**Work task:**
Give the entries again, exactly as written.

**Given records:**
================
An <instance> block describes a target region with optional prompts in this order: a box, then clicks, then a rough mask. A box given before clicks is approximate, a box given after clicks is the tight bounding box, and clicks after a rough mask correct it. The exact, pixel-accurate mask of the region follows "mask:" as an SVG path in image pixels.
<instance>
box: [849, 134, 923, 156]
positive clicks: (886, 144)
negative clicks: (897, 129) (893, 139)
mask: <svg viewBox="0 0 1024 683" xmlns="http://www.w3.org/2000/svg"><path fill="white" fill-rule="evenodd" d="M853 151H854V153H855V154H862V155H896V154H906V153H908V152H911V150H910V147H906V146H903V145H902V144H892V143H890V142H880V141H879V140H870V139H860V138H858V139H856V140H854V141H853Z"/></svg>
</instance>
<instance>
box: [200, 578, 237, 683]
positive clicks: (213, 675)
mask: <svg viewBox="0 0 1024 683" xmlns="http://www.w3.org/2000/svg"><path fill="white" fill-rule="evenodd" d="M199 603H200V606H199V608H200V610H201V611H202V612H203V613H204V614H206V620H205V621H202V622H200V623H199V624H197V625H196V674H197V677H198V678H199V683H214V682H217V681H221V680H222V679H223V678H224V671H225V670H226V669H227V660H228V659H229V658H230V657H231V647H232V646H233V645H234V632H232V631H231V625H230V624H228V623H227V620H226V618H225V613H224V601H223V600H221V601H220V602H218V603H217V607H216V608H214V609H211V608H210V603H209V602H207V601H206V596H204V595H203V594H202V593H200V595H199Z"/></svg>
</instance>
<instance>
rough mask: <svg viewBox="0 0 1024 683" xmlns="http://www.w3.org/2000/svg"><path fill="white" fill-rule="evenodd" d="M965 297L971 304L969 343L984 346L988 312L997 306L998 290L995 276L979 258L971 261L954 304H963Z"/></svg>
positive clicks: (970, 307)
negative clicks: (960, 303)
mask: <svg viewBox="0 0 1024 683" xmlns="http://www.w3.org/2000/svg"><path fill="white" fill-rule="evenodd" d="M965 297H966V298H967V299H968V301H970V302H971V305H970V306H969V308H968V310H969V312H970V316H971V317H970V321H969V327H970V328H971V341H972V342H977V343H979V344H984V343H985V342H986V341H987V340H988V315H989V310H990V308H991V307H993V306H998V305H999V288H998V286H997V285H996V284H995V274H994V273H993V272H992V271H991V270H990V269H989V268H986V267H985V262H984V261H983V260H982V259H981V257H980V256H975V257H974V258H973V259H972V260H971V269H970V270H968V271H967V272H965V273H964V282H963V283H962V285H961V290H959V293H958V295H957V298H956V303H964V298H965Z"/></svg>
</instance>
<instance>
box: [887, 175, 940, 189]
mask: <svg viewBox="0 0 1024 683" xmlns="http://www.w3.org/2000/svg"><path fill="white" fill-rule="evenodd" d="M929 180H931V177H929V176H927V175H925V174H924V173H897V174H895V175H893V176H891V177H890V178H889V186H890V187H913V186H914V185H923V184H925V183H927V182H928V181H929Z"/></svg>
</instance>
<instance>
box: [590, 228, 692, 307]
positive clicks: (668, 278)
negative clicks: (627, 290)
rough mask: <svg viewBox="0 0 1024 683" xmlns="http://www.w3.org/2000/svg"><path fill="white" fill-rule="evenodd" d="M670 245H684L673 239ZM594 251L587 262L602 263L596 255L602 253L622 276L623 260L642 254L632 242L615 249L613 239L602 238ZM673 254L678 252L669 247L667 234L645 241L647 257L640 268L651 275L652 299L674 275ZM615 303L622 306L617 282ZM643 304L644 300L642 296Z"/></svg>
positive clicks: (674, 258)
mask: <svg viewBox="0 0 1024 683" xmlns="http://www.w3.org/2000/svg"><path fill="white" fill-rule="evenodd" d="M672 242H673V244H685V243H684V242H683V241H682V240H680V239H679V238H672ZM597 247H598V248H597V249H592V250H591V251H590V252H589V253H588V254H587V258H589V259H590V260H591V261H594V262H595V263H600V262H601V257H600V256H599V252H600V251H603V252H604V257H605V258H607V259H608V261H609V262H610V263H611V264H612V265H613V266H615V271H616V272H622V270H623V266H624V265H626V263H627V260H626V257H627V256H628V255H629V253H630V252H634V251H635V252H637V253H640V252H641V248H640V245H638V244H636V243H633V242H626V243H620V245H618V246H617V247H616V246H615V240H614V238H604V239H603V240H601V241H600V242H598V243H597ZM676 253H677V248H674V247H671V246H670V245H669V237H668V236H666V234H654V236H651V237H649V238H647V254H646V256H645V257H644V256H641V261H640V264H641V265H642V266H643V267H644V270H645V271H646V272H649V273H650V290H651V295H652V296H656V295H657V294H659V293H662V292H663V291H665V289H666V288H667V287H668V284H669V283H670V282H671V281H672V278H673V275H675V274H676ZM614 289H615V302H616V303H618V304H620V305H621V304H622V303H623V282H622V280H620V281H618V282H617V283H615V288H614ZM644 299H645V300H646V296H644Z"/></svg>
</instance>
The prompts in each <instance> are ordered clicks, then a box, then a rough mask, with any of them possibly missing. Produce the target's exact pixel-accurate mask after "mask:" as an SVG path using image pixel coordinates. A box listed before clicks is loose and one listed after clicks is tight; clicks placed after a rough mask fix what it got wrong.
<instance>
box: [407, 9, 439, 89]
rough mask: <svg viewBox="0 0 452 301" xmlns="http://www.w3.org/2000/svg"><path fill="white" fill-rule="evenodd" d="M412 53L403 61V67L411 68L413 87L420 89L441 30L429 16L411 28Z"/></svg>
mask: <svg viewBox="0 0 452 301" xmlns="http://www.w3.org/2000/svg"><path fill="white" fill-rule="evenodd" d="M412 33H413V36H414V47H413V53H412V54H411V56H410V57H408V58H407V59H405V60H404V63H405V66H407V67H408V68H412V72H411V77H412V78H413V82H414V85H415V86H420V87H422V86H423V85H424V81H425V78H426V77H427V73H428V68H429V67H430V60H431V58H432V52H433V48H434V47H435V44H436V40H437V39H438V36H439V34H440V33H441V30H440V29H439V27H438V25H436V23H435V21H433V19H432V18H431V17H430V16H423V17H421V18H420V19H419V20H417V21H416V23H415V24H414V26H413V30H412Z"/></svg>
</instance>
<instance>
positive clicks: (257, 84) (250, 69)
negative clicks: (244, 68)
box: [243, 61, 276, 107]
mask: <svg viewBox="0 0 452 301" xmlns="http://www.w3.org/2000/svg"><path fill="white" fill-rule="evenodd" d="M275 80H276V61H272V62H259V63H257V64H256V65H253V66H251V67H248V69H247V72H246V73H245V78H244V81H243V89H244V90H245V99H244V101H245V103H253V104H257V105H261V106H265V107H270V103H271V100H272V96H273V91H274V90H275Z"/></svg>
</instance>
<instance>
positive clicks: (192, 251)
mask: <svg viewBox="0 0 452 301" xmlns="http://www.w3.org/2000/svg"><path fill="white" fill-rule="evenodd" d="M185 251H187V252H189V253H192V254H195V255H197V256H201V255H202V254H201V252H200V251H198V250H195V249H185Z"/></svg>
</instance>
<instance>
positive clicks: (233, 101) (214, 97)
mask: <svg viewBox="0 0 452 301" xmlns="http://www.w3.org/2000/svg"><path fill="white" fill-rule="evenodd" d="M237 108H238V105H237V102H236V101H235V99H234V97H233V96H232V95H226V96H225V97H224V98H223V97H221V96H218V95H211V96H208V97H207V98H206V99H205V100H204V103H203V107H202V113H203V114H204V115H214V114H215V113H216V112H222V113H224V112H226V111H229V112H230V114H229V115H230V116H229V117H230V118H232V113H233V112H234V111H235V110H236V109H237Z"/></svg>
================
**Written solution:**
An <instance> block describes a target region with optional prompts in this order: a box, then clicks, then a rough mask. A box given before clicks is approximate, a box given after clicks is the tight bounding box, and clicks after a rough mask correct it. The exact, pixel-accurate mask of the region follows "mask:" as an SVG path in image pixels.
<instance>
box: [849, 134, 923, 156]
positive clicks: (886, 144)
negative clicks: (897, 129) (893, 139)
mask: <svg viewBox="0 0 1024 683" xmlns="http://www.w3.org/2000/svg"><path fill="white" fill-rule="evenodd" d="M853 151H854V153H855V154H862V155H896V154H906V153H908V152H911V150H910V147H906V146H903V145H902V144H892V143H890V142H880V141H879V140H870V139H860V138H858V139H856V140H854V141H853Z"/></svg>
</instance>
<instance>
box: [200, 578, 237, 683]
positive clicks: (213, 675)
mask: <svg viewBox="0 0 1024 683" xmlns="http://www.w3.org/2000/svg"><path fill="white" fill-rule="evenodd" d="M199 603H200V606H199V608H200V610H201V611H202V612H203V613H204V614H206V620H205V621H202V622H200V623H199V624H197V625H196V674H197V677H198V678H199V683H214V682H217V681H221V680H222V679H223V678H224V671H225V670H226V669H227V660H228V659H229V658H230V657H231V647H232V646H233V645H234V632H232V631H231V625H230V624H228V623H227V620H226V618H225V613H224V601H223V600H221V601H220V602H218V603H217V607H216V608H214V609H211V608H210V603H209V602H207V601H206V596H204V595H203V594H202V593H200V595H199Z"/></svg>
</instance>
<instance>
rough mask: <svg viewBox="0 0 1024 683" xmlns="http://www.w3.org/2000/svg"><path fill="white" fill-rule="evenodd" d="M965 297L971 304L969 343L984 346L988 312L997 306L998 290L995 276L979 258L971 261L954 304H963Z"/></svg>
positive clicks: (970, 307)
negative clicks: (960, 303)
mask: <svg viewBox="0 0 1024 683" xmlns="http://www.w3.org/2000/svg"><path fill="white" fill-rule="evenodd" d="M965 297H966V298H967V299H968V301H970V302H971V305H970V306H969V308H968V310H969V312H970V316H971V317H970V321H969V327H970V328H971V341H972V342H977V343H979V344H984V343H985V342H986V341H987V340H988V315H989V310H990V308H991V307H993V306H998V305H999V288H998V286H997V285H996V284H995V274H994V273H993V272H992V271H991V270H990V269H989V268H986V267H985V262H984V261H983V260H982V259H981V257H980V256H975V257H974V258H973V259H972V260H971V269H970V270H968V271H967V272H965V273H964V282H963V283H962V285H961V290H959V293H958V295H957V298H956V303H964V298H965Z"/></svg>
</instance>
<instance>
box: [887, 175, 940, 189]
mask: <svg viewBox="0 0 1024 683" xmlns="http://www.w3.org/2000/svg"><path fill="white" fill-rule="evenodd" d="M929 180H931V177H929V176H927V175H925V174H924V173H897V174H895V175H893V176H891V177H890V178H889V186H890V187H913V186H914V185H923V184H925V183H927V182H928V181H929Z"/></svg>
</instance>
<instance>
box: [590, 228, 692, 307]
positive clicks: (668, 278)
negative clicks: (627, 290)
rough mask: <svg viewBox="0 0 1024 683" xmlns="http://www.w3.org/2000/svg"><path fill="white" fill-rule="evenodd" d="M670 245H684L673 239ZM594 251L587 262L602 263L596 255L602 253L622 276L623 260L642 254L632 242L615 249L613 239L602 238ZM673 254L678 252L669 247L667 234L645 241L647 257L640 268L651 275L652 299L674 275ZM615 303L622 306L617 282ZM643 304L644 300L642 296Z"/></svg>
positive clicks: (674, 258)
mask: <svg viewBox="0 0 1024 683" xmlns="http://www.w3.org/2000/svg"><path fill="white" fill-rule="evenodd" d="M672 242H673V244H685V243H684V242H683V241H682V240H680V239H679V238H672ZM597 247H598V248H597V249H592V250H591V251H590V252H589V253H588V254H587V258H589V259H590V260H591V261H594V262H595V263H600V262H601V257H600V256H599V252H600V251H603V252H604V257H605V258H607V259H608V261H609V262H610V263H611V264H612V265H613V266H615V271H616V272H622V270H623V266H624V265H626V263H627V260H626V257H627V256H628V255H629V253H630V252H634V251H635V252H637V253H640V252H641V248H640V245H638V244H636V243H633V242H626V243H620V245H618V246H617V247H616V246H615V240H614V238H604V239H603V240H601V241H600V242H598V243H597ZM676 253H677V248H674V247H671V246H670V245H669V237H668V236H666V234H654V236H651V237H649V238H647V254H646V256H645V257H644V256H641V261H640V264H641V265H642V266H643V267H644V270H645V271H646V272H649V273H650V290H651V295H652V296H656V295H657V294H659V293H662V292H663V291H665V289H666V288H667V287H668V284H669V283H670V282H671V281H672V278H673V275H675V274H676ZM614 289H615V302H616V303H618V304H620V305H621V304H622V303H623V282H622V280H620V281H618V282H617V283H615V288H614ZM644 299H645V300H646V296H644Z"/></svg>
</instance>
The prompts in each <instance> are ordered clicks, then a box, then a rough mask, with any of them possibly missing. Produce the target's exact pixel-accurate mask after "mask:" as an SVG path using image pixel coordinates. A box listed before clicks is loose and one listed after clicks is tight; clicks placed after a rough mask fix what it got wrong.
<instance>
box: [407, 9, 439, 89]
rough mask: <svg viewBox="0 0 452 301" xmlns="http://www.w3.org/2000/svg"><path fill="white" fill-rule="evenodd" d="M412 53L403 61V67L411 68L413 87L420 89L441 30L429 16L411 28Z"/></svg>
mask: <svg viewBox="0 0 452 301" xmlns="http://www.w3.org/2000/svg"><path fill="white" fill-rule="evenodd" d="M412 33H413V36H414V47H413V53H412V54H411V56H410V57H408V58H407V59H405V60H404V63H405V66H407V67H408V68H412V72H411V77H412V78H413V82H414V85H415V86H420V87H422V86H423V85H424V81H425V78H426V77H427V73H428V68H429V67H430V60H431V58H432V52H433V48H434V47H435V44H436V40H437V39H438V36H439V34H440V33H441V30H440V29H439V27H438V25H436V23H435V21H433V19H432V18H431V17H430V16H423V17H421V18H420V19H419V20H417V21H416V23H415V24H414V26H413V30H412Z"/></svg>
</instance>
<instance>
positive clicks: (257, 84) (250, 69)
negative clicks: (244, 68)
box: [243, 61, 276, 107]
mask: <svg viewBox="0 0 452 301" xmlns="http://www.w3.org/2000/svg"><path fill="white" fill-rule="evenodd" d="M275 80H276V61H272V62H259V63H257V64H256V65H253V66H251V67H248V69H247V72H246V73H245V78H244V81H243V89H244V90H245V99H244V101H245V103H253V104H257V105H261V106H265V107H270V103H271V100H272V96H273V91H274V90H275Z"/></svg>
</instance>
<instance>
positive clicks: (192, 251)
mask: <svg viewBox="0 0 452 301" xmlns="http://www.w3.org/2000/svg"><path fill="white" fill-rule="evenodd" d="M185 251H187V252H189V253H192V254H195V255H197V256H201V255H202V254H201V252H200V251H198V250H195V249H185Z"/></svg>
</instance>
<instance>
positive clicks: (233, 101) (214, 97)
mask: <svg viewBox="0 0 452 301" xmlns="http://www.w3.org/2000/svg"><path fill="white" fill-rule="evenodd" d="M237 108H238V105H237V102H236V101H235V99H234V97H233V96H232V95H226V96H225V97H224V98H223V97H221V96H218V95H211V96H208V97H207V98H206V99H205V100H204V103H203V107H202V113H203V114H204V115H214V114H215V113H216V112H222V113H224V112H226V111H229V112H230V114H229V115H230V116H229V117H230V118H232V113H233V112H234V111H235V110H236V109H237Z"/></svg>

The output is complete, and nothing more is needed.